■ Assignment ■
Only lines holding "tree" are needed; copy each of them from the data below.

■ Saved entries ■
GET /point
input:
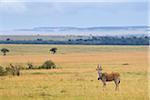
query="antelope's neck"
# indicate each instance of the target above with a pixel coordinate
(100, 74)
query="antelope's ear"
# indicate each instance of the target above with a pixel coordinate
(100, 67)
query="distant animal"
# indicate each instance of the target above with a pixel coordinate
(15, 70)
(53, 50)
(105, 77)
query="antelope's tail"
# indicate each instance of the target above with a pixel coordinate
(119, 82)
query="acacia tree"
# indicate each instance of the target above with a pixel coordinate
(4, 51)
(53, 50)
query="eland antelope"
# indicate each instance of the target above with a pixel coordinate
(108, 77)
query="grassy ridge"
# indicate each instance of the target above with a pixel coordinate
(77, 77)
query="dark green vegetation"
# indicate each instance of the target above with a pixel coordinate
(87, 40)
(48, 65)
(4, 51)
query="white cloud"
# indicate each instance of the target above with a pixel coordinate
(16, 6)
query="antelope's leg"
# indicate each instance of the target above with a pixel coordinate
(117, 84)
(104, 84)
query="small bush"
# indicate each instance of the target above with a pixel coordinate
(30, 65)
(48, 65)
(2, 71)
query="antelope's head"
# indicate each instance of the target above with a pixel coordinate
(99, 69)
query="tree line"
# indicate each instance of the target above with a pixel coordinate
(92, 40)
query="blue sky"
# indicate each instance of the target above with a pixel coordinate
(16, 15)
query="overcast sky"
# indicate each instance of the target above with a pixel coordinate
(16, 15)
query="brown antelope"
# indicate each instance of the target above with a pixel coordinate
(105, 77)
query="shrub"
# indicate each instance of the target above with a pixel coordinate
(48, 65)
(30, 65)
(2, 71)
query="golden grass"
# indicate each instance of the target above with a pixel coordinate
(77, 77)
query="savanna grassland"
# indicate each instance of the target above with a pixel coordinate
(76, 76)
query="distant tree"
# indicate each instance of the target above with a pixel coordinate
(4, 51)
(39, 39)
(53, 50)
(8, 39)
--
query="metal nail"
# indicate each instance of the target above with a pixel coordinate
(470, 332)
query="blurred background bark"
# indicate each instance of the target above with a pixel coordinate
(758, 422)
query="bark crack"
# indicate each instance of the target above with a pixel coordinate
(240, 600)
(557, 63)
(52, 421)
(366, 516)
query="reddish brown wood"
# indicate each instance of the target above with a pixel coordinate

■ Response below ■
query="acacia tree"
query="tree line"
query="distant tree"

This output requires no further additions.